Activity:
Quote all of the data below exactly, please.
[Material provided Boundary: Start]
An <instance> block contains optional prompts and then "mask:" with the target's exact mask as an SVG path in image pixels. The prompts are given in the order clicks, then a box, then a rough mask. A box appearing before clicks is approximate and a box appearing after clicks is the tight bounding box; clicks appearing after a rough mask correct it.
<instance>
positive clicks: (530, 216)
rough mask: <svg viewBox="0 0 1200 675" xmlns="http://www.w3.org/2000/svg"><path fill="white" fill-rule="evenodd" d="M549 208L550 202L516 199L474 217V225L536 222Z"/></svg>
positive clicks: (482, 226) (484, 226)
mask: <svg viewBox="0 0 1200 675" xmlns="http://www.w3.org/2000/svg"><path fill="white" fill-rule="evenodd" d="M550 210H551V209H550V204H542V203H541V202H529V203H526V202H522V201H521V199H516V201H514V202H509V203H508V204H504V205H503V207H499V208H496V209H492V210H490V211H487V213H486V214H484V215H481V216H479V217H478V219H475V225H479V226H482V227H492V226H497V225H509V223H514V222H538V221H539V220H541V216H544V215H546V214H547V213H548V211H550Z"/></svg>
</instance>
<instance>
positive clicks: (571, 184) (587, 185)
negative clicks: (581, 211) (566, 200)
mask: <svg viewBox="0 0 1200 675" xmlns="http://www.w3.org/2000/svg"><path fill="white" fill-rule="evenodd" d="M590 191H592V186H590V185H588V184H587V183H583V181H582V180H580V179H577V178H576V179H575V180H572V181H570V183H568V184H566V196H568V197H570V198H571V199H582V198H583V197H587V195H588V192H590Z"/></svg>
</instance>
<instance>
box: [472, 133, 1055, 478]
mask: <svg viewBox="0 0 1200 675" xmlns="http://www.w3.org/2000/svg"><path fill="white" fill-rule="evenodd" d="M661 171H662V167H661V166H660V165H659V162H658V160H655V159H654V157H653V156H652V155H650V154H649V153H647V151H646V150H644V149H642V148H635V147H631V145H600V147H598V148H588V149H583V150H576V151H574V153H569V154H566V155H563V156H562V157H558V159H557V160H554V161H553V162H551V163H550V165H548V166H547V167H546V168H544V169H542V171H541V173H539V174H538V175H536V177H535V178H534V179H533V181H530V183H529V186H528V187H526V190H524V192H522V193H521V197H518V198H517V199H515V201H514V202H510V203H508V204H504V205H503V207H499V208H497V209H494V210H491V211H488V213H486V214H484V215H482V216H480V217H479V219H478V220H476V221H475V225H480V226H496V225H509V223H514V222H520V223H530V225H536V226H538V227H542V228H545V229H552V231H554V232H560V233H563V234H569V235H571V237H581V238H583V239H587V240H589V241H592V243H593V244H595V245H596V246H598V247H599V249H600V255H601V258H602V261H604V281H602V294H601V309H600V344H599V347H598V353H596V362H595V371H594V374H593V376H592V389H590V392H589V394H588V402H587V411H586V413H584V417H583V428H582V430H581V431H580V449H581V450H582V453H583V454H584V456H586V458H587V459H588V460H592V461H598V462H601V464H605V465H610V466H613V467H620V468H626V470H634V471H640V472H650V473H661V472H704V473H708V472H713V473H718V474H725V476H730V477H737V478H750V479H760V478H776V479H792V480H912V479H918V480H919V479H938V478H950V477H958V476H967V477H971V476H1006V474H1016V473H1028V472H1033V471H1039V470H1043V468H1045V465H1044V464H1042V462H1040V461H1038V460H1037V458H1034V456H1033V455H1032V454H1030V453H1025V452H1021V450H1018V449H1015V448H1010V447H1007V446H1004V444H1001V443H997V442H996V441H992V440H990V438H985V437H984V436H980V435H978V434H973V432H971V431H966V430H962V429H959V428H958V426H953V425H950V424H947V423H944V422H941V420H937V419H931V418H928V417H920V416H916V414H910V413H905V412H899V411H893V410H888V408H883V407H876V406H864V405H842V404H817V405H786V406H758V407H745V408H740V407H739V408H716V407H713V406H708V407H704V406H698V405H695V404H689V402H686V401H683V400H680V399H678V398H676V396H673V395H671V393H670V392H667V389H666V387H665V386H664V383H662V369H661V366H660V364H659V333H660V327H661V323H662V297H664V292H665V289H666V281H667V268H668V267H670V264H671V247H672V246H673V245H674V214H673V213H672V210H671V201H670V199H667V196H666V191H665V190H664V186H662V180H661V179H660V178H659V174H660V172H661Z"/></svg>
[Material provided Boundary: End]
Exercise response:
An <instance> block contains optional prompts and then "mask:" with the target's exact mask as an SVG path in image pixels. The prompts are given in the order clicks, then a box, then a rough mask. A box appearing before clicks is approximate and a box appearing after clicks is the tight bounding box; clicks appearing after a rough mask correct it.
<instance>
positive clicks: (530, 216)
rough mask: <svg viewBox="0 0 1200 675" xmlns="http://www.w3.org/2000/svg"><path fill="white" fill-rule="evenodd" d="M549 208L550 202L516 199L474 217V225L536 222Z"/></svg>
positive clicks: (482, 226) (484, 226)
mask: <svg viewBox="0 0 1200 675" xmlns="http://www.w3.org/2000/svg"><path fill="white" fill-rule="evenodd" d="M550 210H551V209H550V204H542V203H541V202H529V203H526V202H522V201H521V199H516V201H514V202H509V203H508V204H504V205H503V207H499V208H496V209H492V210H490V211H487V213H486V214H484V215H481V216H479V217H478V219H475V225H479V226H482V227H492V226H497V225H509V223H514V222H538V221H539V220H541V216H544V215H546V214H547V213H548V211H550Z"/></svg>
</instance>
<instance>
positive clicks: (571, 184) (587, 185)
negative clicks: (581, 211) (566, 200)
mask: <svg viewBox="0 0 1200 675" xmlns="http://www.w3.org/2000/svg"><path fill="white" fill-rule="evenodd" d="M590 191H592V186H590V185H588V184H587V183H583V181H582V180H580V179H577V178H576V179H575V180H572V181H570V183H568V184H566V196H568V197H570V198H571V199H582V198H583V197H587V195H588V192H590Z"/></svg>
</instance>
<instance>
box: [472, 133, 1055, 478]
mask: <svg viewBox="0 0 1200 675" xmlns="http://www.w3.org/2000/svg"><path fill="white" fill-rule="evenodd" d="M661 171H662V167H661V166H660V165H659V162H658V160H655V159H654V157H653V156H652V155H650V154H649V153H647V151H646V150H644V149H642V148H635V147H631V145H600V147H598V148H588V149H583V150H576V151H574V153H569V154H566V155H563V156H562V157H558V159H557V160H554V161H553V162H551V163H550V165H548V166H547V167H546V168H544V169H542V171H541V173H539V174H538V175H536V177H535V178H534V179H533V181H530V183H529V186H528V187H526V190H524V192H522V193H521V197H518V198H517V199H515V201H514V202H510V203H508V204H504V205H503V207H499V208H497V209H494V210H491V211H488V213H486V214H484V215H482V216H480V217H479V219H478V220H476V221H475V225H480V226H496V225H509V223H514V222H520V223H530V225H536V226H538V227H542V228H545V229H552V231H554V232H560V233H563V234H569V235H571V237H581V238H583V239H587V240H589V241H592V243H593V244H595V245H596V246H598V247H599V249H600V255H601V258H602V261H604V281H602V294H601V309H600V344H599V347H598V353H596V362H595V371H594V374H593V376H592V389H590V392H589V394H588V402H587V411H586V413H584V417H583V428H582V430H581V431H580V449H581V450H582V453H583V454H584V456H586V458H587V459H588V460H592V461H598V462H601V464H605V465H610V466H613V467H620V468H626V470H634V471H640V472H650V473H661V472H704V473H708V472H713V473H718V474H725V476H730V477H737V478H750V479H760V478H776V479H792V480H912V479H918V480H919V479H938V478H950V477H958V476H967V477H971V476H1006V474H1016V473H1028V472H1033V471H1039V470H1043V468H1045V465H1044V464H1042V462H1040V461H1038V460H1037V458H1034V456H1033V455H1032V454H1030V453H1025V452H1021V450H1018V449H1015V448H1010V447H1007V446H1004V444H1001V443H997V442H996V441H992V440H990V438H985V437H984V436H980V435H978V434H973V432H971V431H966V430H962V429H959V428H958V426H953V425H950V424H947V423H944V422H941V420H937V419H931V418H928V417H920V416H916V414H910V413H905V412H899V411H893V410H888V408H883V407H876V406H864V405H842V404H817V405H786V406H758V407H745V408H740V407H739V408H716V407H713V406H708V407H704V406H698V405H695V404H689V402H686V401H683V400H680V399H678V398H676V396H673V395H671V393H670V392H667V389H666V387H665V386H664V383H662V369H661V366H660V364H659V333H660V327H661V323H662V297H664V292H665V289H666V281H667V268H668V267H670V264H671V247H672V246H673V245H674V214H673V213H672V210H671V201H670V199H667V196H666V191H665V190H664V186H662V180H661V179H660V178H659V174H660V172H661Z"/></svg>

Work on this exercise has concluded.